* DATA FOR THIS EXERCISE
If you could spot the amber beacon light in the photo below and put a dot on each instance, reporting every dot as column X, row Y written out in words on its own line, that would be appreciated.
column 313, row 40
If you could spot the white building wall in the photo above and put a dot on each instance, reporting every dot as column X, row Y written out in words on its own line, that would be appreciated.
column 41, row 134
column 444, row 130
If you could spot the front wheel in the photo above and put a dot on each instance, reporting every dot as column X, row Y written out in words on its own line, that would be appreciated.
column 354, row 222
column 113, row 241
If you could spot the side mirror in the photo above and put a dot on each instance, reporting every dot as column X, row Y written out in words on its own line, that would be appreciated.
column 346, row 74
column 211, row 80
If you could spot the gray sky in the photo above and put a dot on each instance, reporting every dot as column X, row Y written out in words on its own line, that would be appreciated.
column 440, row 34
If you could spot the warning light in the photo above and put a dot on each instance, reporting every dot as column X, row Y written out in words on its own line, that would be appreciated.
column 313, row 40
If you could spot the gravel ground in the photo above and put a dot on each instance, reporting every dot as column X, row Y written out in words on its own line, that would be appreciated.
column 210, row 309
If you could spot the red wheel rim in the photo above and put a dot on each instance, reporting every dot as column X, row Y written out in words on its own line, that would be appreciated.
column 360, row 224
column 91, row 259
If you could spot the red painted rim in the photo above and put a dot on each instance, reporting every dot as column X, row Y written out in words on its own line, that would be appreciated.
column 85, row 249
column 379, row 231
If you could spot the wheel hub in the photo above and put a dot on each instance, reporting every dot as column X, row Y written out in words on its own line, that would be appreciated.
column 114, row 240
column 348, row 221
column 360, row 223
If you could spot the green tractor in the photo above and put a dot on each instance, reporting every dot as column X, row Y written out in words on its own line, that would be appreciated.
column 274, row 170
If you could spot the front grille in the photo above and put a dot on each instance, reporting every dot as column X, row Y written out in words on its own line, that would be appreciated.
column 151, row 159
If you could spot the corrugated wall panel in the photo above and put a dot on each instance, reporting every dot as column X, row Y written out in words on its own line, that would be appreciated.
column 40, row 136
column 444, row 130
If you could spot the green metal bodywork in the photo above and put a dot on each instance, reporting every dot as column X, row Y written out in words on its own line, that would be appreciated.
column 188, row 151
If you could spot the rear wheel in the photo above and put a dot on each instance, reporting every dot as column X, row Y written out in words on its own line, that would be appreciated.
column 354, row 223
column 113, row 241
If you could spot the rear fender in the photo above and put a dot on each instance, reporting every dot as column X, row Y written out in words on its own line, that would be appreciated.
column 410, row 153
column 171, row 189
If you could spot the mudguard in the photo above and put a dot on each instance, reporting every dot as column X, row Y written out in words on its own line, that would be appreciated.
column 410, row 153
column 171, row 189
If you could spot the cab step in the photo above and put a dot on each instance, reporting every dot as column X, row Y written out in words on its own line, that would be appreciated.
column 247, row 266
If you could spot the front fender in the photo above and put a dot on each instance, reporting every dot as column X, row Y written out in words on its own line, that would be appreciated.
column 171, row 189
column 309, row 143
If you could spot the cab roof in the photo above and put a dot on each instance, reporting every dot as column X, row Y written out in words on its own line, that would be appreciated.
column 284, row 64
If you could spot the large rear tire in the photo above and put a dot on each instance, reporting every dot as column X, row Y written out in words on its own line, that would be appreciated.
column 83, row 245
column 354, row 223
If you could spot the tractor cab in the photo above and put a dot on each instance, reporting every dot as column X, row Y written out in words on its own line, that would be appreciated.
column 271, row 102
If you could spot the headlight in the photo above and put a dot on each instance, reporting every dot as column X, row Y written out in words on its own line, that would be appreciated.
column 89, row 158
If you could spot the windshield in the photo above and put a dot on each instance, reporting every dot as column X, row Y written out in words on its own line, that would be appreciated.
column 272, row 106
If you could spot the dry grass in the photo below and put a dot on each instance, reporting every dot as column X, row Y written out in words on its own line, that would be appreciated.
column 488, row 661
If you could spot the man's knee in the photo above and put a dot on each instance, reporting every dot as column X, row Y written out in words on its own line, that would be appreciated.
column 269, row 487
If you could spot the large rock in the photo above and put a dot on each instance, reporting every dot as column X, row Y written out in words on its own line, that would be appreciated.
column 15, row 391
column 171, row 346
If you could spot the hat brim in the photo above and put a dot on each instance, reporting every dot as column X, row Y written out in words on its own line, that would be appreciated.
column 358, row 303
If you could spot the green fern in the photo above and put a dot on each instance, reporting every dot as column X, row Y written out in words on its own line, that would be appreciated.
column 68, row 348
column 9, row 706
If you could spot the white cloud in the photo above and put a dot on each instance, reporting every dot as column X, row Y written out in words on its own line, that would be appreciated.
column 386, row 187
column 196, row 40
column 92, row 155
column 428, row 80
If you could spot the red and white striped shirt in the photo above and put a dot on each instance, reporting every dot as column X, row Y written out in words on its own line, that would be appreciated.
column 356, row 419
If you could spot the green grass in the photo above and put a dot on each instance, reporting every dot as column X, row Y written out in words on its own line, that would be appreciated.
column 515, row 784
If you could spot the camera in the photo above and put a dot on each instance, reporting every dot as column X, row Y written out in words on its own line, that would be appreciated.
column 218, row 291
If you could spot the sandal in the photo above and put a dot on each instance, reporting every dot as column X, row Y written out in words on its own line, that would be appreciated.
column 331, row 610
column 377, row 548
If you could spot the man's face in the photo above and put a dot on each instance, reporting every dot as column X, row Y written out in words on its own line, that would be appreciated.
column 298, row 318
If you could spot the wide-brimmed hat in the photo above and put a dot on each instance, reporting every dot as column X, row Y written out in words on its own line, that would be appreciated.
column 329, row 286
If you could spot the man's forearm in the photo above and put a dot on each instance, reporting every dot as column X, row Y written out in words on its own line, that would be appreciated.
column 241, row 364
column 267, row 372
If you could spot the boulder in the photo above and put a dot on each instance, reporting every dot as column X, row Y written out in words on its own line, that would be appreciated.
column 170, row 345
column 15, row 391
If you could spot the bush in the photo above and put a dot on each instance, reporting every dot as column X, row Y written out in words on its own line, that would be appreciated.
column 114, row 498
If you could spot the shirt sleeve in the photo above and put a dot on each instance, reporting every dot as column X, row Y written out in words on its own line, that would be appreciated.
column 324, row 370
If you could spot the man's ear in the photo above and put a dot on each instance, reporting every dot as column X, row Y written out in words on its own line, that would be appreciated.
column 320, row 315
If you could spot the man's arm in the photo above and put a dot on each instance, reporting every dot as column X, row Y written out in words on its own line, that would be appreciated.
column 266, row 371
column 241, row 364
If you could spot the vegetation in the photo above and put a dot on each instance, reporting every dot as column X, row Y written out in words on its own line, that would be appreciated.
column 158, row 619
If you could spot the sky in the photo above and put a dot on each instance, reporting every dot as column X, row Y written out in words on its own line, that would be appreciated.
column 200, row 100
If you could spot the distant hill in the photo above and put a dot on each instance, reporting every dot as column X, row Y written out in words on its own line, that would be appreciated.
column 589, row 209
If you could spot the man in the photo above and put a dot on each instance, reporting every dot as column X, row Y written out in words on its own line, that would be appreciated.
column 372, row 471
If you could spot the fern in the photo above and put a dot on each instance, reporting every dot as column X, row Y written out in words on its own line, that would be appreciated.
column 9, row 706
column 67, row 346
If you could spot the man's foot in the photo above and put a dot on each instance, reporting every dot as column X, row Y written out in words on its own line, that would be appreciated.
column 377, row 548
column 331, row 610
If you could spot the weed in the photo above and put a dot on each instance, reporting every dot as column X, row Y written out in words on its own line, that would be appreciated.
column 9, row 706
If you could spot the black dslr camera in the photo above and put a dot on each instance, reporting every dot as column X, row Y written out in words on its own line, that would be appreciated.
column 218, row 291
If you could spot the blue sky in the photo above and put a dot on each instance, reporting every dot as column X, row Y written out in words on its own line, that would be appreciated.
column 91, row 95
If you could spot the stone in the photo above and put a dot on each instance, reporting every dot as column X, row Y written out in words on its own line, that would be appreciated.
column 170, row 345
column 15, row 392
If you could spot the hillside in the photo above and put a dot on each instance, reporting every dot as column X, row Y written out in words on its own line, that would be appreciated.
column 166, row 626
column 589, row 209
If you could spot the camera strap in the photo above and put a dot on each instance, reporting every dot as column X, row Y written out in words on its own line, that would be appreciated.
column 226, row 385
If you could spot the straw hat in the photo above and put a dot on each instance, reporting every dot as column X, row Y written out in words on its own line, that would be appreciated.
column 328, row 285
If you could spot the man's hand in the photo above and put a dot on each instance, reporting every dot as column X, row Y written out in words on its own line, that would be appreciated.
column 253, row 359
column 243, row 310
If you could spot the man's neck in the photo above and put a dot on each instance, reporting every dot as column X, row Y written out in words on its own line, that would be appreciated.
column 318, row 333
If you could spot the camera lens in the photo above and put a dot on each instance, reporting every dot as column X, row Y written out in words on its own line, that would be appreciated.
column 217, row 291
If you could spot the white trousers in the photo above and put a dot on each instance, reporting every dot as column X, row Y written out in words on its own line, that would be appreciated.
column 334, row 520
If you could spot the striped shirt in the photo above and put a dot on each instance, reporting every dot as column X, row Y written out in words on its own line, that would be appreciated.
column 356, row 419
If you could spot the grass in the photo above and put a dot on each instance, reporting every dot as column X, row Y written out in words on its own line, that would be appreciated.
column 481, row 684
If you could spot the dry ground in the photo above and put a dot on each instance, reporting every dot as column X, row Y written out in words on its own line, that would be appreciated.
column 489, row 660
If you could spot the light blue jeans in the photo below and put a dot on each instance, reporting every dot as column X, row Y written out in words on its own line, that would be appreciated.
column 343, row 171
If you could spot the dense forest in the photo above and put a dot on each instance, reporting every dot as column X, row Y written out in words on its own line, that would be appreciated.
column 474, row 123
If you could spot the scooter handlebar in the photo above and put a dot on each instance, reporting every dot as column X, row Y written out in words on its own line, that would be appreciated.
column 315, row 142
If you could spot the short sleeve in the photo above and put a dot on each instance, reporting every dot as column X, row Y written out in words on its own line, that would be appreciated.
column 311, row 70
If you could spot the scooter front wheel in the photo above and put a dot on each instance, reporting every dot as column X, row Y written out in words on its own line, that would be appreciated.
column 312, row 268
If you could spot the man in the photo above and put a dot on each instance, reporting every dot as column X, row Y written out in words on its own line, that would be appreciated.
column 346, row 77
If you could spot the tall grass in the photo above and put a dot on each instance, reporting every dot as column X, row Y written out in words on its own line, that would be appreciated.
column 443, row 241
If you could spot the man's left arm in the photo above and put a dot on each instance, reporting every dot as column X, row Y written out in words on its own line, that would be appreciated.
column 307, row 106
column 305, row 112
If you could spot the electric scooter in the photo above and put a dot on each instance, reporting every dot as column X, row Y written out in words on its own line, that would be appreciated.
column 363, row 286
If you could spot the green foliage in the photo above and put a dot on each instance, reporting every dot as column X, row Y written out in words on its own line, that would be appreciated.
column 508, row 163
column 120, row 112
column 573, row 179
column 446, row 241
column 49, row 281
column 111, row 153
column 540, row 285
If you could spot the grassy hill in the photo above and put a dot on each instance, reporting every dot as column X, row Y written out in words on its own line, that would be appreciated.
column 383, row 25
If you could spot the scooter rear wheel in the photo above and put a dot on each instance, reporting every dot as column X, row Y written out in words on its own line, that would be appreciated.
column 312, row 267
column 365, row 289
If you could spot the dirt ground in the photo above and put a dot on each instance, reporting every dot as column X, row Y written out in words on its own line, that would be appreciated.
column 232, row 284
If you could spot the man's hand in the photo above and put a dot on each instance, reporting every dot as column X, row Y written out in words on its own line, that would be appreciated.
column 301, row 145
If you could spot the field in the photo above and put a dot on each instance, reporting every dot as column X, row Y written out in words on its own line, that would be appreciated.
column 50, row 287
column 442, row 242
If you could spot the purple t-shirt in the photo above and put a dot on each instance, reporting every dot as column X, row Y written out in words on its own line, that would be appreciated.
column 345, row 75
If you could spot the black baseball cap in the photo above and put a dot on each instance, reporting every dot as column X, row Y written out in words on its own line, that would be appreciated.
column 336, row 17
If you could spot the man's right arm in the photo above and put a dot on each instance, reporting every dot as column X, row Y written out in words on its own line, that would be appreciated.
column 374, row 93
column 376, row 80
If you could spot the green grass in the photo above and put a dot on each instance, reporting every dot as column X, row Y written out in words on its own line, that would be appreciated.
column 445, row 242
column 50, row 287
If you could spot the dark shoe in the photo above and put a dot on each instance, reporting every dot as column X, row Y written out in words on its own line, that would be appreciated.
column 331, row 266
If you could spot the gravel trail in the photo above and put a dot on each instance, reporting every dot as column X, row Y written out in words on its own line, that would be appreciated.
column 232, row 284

* PROBLEM TO WORK ON
Output the lines of the records starting at the one containing "If you could spot the mudguard" and ending at the one containing "column 89, row 158", both included, as a JSON list of strings. Use one string per line and omit blank lines.

* COMPLETED EXERCISE
[
  "If you could spot the mudguard in the photo above and put a dot on each instance, reporting every dot as column X, row Y written out in words on its own line, that would be appreciated.",
  "column 410, row 153",
  "column 171, row 189",
  "If you could spot the cab step in the photo above and put a dot on each instance, reporting every dot as column X, row Y written out in words on its own line, that would be appreciated.",
  "column 247, row 266",
  "If you could spot the front fender in the photo above and put a dot on each instance, reporting every dot as column X, row Y written out in words on its own line, that would be appreciated.",
  "column 171, row 189",
  "column 309, row 143",
  "If you could spot the cab roof in the photo above and put a dot on each instance, reporting every dot as column X, row Y written out in words on its own line, that would be appreciated.",
  "column 284, row 64",
  "If you could spot the large rear tire in the photo above and put a dot on each instance, reporting every dot as column X, row Y written out in words on its own line, that would be appreciated.",
  "column 83, row 245",
  "column 354, row 223",
  "If you could spot the tractor cab in the photo above and put a dot on each instance, reporting every dot as column X, row Y written out in words on its own line, that would be appreciated.",
  "column 271, row 102",
  "If you could spot the headlight in the photo above and put a dot on each instance, reporting every dot as column X, row Y written out in words on its own line, that would be appreciated.",
  "column 89, row 158"
]